(Coordinate labeling data)
****************
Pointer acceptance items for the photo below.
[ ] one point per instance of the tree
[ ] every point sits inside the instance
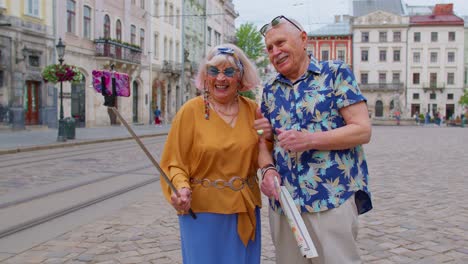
(250, 41)
(464, 99)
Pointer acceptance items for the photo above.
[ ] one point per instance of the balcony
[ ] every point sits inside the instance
(171, 67)
(434, 87)
(117, 51)
(383, 87)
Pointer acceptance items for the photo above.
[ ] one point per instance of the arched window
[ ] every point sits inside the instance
(106, 26)
(118, 30)
(378, 108)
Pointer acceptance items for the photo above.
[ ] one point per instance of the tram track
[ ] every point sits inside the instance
(28, 214)
(26, 208)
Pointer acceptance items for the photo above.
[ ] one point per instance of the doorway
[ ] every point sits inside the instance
(31, 103)
(78, 103)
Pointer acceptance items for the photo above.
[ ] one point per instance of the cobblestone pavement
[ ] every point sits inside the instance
(420, 193)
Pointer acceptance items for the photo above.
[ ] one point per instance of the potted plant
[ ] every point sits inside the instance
(55, 73)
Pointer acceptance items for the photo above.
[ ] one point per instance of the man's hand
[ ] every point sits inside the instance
(268, 185)
(182, 202)
(261, 123)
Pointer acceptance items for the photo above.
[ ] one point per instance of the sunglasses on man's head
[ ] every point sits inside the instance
(276, 21)
(228, 72)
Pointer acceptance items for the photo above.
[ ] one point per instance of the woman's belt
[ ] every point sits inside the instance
(236, 183)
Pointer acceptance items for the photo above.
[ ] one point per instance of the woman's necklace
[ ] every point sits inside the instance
(227, 117)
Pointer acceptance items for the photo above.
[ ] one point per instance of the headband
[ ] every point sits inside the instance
(230, 51)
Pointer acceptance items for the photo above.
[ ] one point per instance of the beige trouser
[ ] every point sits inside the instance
(333, 232)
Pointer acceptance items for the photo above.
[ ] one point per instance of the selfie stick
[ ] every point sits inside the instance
(302, 236)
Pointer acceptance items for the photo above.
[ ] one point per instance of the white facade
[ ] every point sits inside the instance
(436, 69)
(379, 61)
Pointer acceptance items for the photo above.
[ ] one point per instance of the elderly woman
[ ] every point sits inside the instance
(211, 157)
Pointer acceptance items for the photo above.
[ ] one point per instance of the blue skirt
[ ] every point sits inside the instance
(213, 239)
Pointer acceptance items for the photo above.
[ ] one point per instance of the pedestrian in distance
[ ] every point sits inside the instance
(319, 121)
(157, 116)
(398, 117)
(211, 156)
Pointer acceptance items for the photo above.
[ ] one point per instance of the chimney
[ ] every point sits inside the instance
(337, 18)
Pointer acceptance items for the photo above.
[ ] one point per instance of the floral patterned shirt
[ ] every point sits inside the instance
(317, 180)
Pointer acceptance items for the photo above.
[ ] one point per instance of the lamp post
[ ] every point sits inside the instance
(60, 47)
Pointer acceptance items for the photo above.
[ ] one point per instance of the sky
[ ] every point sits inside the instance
(313, 14)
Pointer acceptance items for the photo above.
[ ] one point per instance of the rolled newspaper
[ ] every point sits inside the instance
(302, 236)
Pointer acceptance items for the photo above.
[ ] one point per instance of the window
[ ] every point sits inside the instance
(142, 39)
(171, 14)
(87, 22)
(433, 80)
(208, 33)
(32, 8)
(416, 57)
(156, 7)
(451, 56)
(118, 30)
(382, 77)
(325, 54)
(416, 78)
(396, 77)
(450, 78)
(365, 36)
(396, 55)
(364, 78)
(106, 26)
(433, 57)
(383, 36)
(133, 34)
(451, 36)
(382, 55)
(364, 55)
(341, 55)
(217, 38)
(396, 36)
(156, 45)
(71, 16)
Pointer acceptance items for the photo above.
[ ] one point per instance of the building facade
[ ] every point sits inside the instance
(158, 43)
(436, 64)
(379, 48)
(26, 46)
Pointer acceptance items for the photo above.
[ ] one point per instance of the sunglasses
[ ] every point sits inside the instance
(274, 22)
(228, 72)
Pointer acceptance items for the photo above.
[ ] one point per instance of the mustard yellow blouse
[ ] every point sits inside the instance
(212, 149)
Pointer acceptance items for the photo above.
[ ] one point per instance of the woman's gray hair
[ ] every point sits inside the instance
(220, 54)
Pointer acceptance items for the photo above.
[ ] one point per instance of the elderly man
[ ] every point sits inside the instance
(319, 121)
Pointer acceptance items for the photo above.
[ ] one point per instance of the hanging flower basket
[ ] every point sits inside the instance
(55, 73)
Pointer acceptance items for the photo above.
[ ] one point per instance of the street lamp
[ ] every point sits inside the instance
(60, 47)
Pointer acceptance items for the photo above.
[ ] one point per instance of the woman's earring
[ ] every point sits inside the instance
(206, 95)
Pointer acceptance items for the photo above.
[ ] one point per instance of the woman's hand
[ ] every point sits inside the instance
(182, 202)
(268, 185)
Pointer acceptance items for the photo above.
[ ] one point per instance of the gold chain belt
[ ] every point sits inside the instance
(236, 183)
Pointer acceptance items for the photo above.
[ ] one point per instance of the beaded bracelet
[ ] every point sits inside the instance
(266, 168)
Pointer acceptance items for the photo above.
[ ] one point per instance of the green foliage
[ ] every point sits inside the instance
(464, 98)
(251, 42)
(249, 94)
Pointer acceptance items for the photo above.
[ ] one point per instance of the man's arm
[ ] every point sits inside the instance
(356, 131)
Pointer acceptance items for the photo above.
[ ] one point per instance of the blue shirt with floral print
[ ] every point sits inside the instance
(318, 180)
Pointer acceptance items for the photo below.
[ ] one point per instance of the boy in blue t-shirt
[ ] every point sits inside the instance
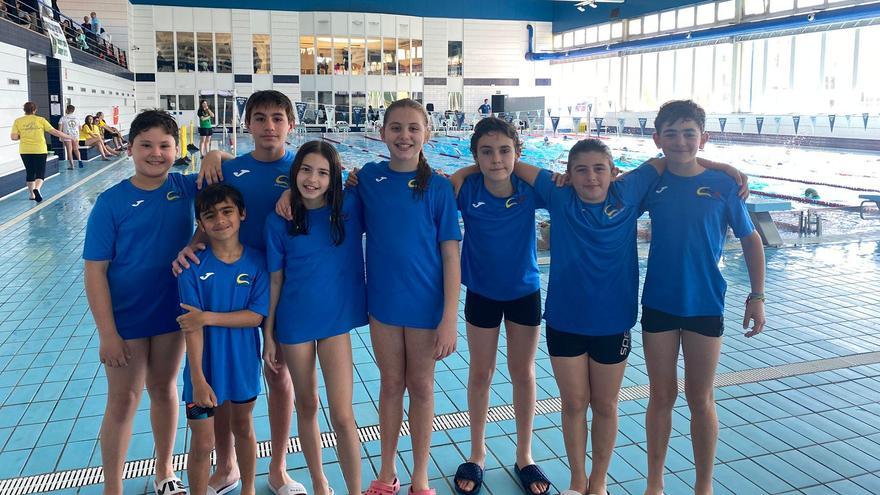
(133, 232)
(691, 209)
(261, 176)
(226, 297)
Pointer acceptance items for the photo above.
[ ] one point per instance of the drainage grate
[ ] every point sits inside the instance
(146, 467)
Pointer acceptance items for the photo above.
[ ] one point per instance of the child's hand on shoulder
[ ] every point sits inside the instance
(445, 339)
(203, 394)
(193, 321)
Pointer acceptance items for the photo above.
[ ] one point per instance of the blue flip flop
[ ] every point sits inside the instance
(469, 471)
(530, 475)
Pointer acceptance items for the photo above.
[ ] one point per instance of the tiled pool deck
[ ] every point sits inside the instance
(798, 430)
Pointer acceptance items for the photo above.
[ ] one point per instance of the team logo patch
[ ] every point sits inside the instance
(282, 181)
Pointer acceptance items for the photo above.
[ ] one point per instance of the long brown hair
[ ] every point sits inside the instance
(423, 170)
(333, 196)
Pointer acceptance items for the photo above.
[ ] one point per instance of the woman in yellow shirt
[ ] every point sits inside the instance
(30, 132)
(91, 135)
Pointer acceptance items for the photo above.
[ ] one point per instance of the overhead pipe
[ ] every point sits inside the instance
(801, 20)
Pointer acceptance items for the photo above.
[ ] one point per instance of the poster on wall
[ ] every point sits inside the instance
(60, 48)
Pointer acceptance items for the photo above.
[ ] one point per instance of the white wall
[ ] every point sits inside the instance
(14, 62)
(92, 91)
(112, 13)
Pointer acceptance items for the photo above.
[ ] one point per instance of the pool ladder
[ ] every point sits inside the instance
(810, 223)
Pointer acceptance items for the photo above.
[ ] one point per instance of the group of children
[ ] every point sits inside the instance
(278, 248)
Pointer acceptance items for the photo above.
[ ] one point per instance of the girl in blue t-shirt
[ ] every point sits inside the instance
(413, 282)
(321, 247)
(500, 269)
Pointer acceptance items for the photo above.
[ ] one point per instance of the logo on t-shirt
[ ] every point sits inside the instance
(282, 181)
(707, 192)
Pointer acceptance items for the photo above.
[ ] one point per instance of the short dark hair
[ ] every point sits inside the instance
(268, 98)
(680, 110)
(149, 119)
(216, 194)
(494, 124)
(586, 146)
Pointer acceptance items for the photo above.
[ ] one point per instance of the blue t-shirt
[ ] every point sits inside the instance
(324, 293)
(261, 184)
(498, 256)
(689, 220)
(404, 266)
(594, 270)
(231, 357)
(140, 232)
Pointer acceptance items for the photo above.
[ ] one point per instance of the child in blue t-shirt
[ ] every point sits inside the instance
(318, 292)
(133, 233)
(691, 210)
(226, 297)
(499, 267)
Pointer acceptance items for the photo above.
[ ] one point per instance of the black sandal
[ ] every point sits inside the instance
(469, 471)
(530, 475)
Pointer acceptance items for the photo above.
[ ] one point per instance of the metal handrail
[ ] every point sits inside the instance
(27, 15)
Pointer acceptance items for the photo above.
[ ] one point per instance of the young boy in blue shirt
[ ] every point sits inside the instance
(133, 232)
(691, 209)
(261, 176)
(226, 297)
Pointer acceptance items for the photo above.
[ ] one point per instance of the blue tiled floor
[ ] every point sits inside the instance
(812, 433)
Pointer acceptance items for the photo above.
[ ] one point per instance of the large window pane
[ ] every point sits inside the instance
(358, 56)
(403, 60)
(389, 56)
(205, 47)
(223, 42)
(374, 57)
(307, 54)
(325, 55)
(164, 51)
(262, 53)
(340, 56)
(416, 57)
(453, 64)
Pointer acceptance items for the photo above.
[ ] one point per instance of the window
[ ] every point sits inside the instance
(223, 42)
(706, 13)
(262, 53)
(205, 51)
(389, 56)
(340, 56)
(358, 56)
(307, 54)
(403, 60)
(416, 56)
(186, 102)
(164, 51)
(186, 56)
(325, 55)
(651, 23)
(755, 7)
(667, 20)
(453, 63)
(374, 57)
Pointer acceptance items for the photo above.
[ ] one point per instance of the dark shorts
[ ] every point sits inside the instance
(194, 412)
(654, 321)
(34, 166)
(604, 349)
(487, 313)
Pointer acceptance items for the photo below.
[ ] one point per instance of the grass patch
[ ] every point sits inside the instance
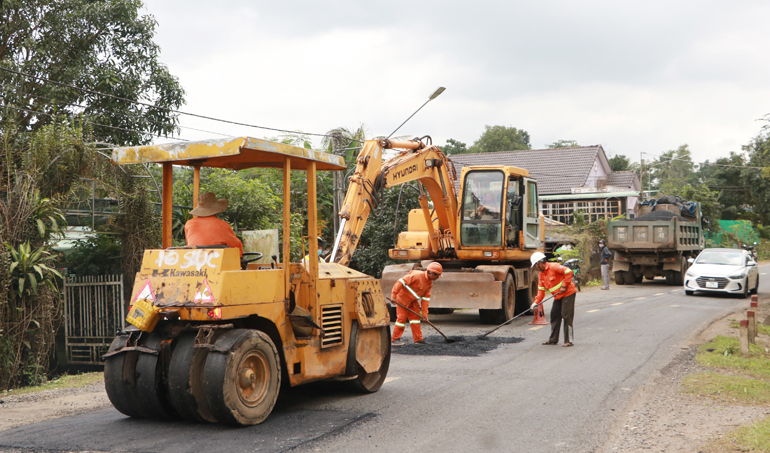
(65, 381)
(728, 389)
(724, 352)
(751, 438)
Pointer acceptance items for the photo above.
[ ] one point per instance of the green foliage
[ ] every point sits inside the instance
(501, 138)
(371, 255)
(453, 147)
(30, 268)
(103, 46)
(563, 144)
(620, 162)
(98, 255)
(722, 353)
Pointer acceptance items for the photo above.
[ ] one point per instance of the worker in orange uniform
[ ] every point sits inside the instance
(207, 229)
(413, 291)
(557, 280)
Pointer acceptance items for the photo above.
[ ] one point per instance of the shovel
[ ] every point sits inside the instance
(482, 337)
(446, 339)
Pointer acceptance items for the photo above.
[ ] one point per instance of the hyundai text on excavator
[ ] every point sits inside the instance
(483, 238)
(213, 336)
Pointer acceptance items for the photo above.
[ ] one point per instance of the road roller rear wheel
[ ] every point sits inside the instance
(120, 379)
(151, 385)
(242, 386)
(185, 383)
(369, 340)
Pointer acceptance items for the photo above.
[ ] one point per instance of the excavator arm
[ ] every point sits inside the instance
(416, 162)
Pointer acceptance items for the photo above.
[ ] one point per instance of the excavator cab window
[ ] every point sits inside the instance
(481, 223)
(513, 213)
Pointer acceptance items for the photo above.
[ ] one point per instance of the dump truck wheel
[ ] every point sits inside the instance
(185, 384)
(367, 382)
(242, 384)
(151, 388)
(120, 380)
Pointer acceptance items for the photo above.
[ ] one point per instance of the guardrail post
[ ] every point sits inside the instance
(744, 329)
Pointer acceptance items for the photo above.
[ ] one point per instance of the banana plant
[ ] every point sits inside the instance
(28, 269)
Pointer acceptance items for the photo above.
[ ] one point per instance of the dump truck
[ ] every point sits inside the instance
(483, 236)
(213, 337)
(657, 243)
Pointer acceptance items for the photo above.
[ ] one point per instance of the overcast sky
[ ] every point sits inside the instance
(631, 76)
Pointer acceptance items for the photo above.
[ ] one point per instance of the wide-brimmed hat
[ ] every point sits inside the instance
(208, 205)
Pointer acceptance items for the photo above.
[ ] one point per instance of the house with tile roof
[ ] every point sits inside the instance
(569, 179)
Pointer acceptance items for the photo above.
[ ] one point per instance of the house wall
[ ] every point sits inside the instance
(596, 174)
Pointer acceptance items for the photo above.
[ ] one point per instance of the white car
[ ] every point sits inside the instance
(731, 271)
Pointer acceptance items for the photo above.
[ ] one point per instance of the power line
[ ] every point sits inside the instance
(127, 116)
(93, 123)
(178, 112)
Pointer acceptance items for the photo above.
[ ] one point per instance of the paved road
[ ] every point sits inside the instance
(521, 397)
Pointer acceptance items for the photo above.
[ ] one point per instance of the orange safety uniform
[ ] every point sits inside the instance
(553, 279)
(411, 291)
(210, 230)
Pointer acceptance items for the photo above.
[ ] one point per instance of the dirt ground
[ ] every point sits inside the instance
(659, 417)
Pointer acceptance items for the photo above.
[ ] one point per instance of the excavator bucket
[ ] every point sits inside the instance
(455, 289)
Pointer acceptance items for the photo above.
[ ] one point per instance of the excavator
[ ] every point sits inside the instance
(482, 235)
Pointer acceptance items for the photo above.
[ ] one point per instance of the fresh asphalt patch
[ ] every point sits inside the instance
(108, 430)
(460, 346)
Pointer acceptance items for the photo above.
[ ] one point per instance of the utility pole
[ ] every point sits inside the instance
(339, 178)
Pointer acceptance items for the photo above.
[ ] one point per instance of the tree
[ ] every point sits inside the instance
(454, 147)
(563, 144)
(620, 162)
(501, 138)
(726, 177)
(49, 47)
(672, 169)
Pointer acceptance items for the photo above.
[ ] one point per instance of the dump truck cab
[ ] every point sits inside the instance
(213, 336)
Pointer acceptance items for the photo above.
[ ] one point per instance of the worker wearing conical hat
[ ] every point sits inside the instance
(207, 229)
(557, 280)
(413, 291)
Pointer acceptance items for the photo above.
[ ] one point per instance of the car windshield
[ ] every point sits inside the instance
(729, 259)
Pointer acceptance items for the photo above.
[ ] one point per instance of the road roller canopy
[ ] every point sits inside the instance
(234, 153)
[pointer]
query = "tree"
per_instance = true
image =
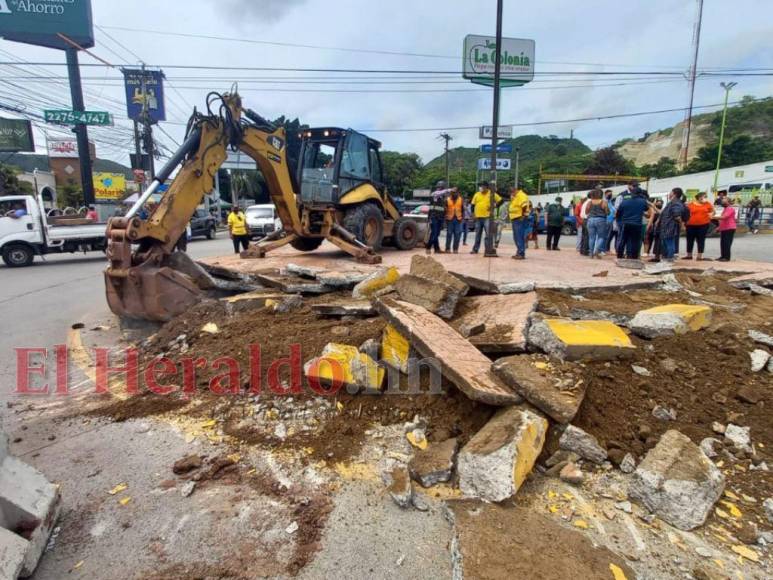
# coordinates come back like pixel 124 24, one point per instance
pixel 399 170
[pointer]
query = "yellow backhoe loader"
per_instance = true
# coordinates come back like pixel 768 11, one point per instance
pixel 336 194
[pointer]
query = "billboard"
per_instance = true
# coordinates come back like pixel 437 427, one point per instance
pixel 144 86
pixel 39 22
pixel 516 56
pixel 109 186
pixel 484 163
pixel 63 148
pixel 16 135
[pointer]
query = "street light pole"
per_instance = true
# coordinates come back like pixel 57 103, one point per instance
pixel 491 251
pixel 727 87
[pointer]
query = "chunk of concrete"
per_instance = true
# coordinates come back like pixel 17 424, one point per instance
pixel 344 365
pixel 576 339
pixel 29 507
pixel 495 462
pixel 250 300
pixel 740 437
pixel 583 444
pixel 430 269
pixel 12 551
pixel 400 489
pixel 378 280
pixel 459 361
pixel 505 319
pixel 395 349
pixel 759 359
pixel 761 338
pixel 434 464
pixel 293 284
pixel 540 386
pixel 362 308
pixel 677 482
pixel 670 319
pixel 437 297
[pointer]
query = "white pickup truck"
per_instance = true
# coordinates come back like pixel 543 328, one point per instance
pixel 26 230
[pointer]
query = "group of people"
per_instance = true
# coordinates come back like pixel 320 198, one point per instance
pixel 635 223
pixel 631 224
pixel 449 209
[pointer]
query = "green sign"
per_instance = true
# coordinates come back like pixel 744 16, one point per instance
pixel 41 21
pixel 65 117
pixel 16 135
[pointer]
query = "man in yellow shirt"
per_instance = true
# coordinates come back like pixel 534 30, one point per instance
pixel 518 212
pixel 481 203
pixel 237 228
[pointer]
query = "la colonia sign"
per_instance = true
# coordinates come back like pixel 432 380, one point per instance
pixel 517 57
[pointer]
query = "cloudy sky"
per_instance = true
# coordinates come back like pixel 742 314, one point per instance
pixel 400 35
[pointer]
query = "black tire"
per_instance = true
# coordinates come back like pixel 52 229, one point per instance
pixel 306 244
pixel 366 223
pixel 406 234
pixel 18 255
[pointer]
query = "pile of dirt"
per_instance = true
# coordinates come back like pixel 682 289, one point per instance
pixel 330 428
pixel 704 377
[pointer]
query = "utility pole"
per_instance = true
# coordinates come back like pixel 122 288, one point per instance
pixel 727 87
pixel 81 133
pixel 696 39
pixel 446 137
pixel 147 132
pixel 491 251
pixel 517 163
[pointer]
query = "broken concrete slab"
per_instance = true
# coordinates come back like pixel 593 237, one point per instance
pixel 344 365
pixel 583 444
pixel 396 350
pixel 250 300
pixel 437 297
pixel 505 318
pixel 759 359
pixel 400 489
pixel 378 280
pixel 361 308
pixel 535 381
pixel 761 338
pixel 293 284
pixel 576 339
pixel 459 361
pixel 434 464
pixel 677 482
pixel 670 319
pixel 430 269
pixel 29 508
pixel 499 457
pixel 517 287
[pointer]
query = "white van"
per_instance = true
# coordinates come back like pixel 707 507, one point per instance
pixel 262 220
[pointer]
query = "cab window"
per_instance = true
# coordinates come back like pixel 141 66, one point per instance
pixel 375 166
pixel 354 162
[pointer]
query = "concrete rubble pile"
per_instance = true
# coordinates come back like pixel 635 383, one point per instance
pixel 29 507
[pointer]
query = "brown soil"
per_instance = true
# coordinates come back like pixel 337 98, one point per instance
pixel 504 542
pixel 342 420
pixel 699 375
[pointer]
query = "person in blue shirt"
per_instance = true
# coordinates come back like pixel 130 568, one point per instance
pixel 629 214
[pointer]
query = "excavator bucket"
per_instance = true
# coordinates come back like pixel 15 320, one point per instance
pixel 150 292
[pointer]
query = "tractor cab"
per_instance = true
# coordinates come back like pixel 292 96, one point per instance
pixel 334 161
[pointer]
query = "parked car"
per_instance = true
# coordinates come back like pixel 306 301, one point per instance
pixel 203 224
pixel 262 220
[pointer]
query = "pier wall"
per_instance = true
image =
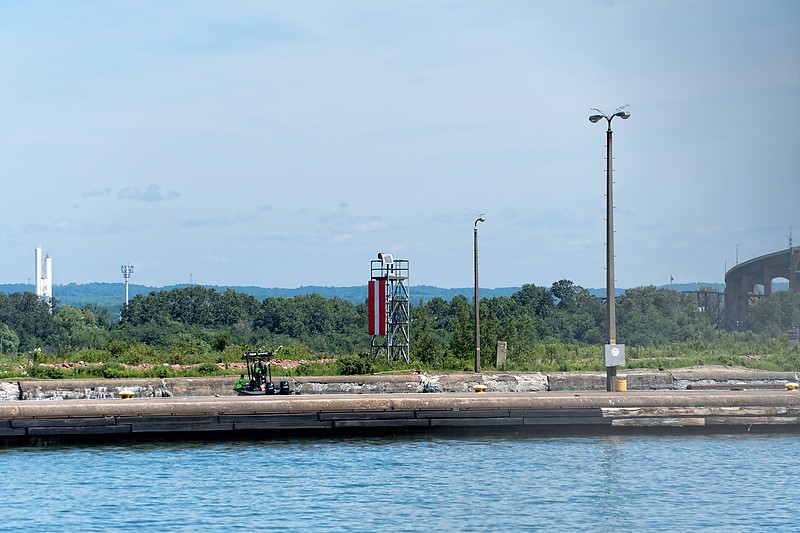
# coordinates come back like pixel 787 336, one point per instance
pixel 683 379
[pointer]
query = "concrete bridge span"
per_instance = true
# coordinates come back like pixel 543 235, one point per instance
pixel 747 281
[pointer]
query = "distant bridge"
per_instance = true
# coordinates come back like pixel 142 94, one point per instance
pixel 747 281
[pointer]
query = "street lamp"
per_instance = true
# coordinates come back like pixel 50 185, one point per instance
pixel 614 354
pixel 477 302
pixel 127 270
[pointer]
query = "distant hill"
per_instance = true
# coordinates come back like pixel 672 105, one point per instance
pixel 111 295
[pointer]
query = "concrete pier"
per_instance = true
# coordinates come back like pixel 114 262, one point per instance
pixel 341 414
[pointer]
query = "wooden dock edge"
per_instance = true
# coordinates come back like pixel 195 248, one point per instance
pixel 529 413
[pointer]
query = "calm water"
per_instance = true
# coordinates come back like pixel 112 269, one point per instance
pixel 647 483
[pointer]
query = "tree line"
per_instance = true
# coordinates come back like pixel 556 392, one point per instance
pixel 197 319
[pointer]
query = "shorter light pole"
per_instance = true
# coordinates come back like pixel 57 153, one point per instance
pixel 477 301
pixel 614 354
pixel 127 270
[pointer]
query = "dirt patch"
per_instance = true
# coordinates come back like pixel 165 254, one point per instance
pixel 287 364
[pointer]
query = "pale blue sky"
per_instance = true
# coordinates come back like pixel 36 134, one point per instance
pixel 286 143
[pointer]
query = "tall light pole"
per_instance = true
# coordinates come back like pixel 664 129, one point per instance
pixel 613 353
pixel 477 302
pixel 127 270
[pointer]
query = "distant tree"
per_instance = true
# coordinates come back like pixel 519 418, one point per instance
pixel 9 340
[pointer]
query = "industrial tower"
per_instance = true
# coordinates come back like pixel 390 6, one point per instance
pixel 44 275
pixel 389 309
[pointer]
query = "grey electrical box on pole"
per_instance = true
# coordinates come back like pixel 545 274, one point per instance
pixel 614 355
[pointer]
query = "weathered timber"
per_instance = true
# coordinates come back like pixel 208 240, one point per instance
pixel 545 412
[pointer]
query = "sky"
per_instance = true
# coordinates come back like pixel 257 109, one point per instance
pixel 286 143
****************
Task directions: Pull out every line of the material above that contains the string "sunglasses", matching case exactly.

Output for this exercise:
[ ] one point per instance of the sunglasses on man's head
[ ] one point per instance of the sunglasses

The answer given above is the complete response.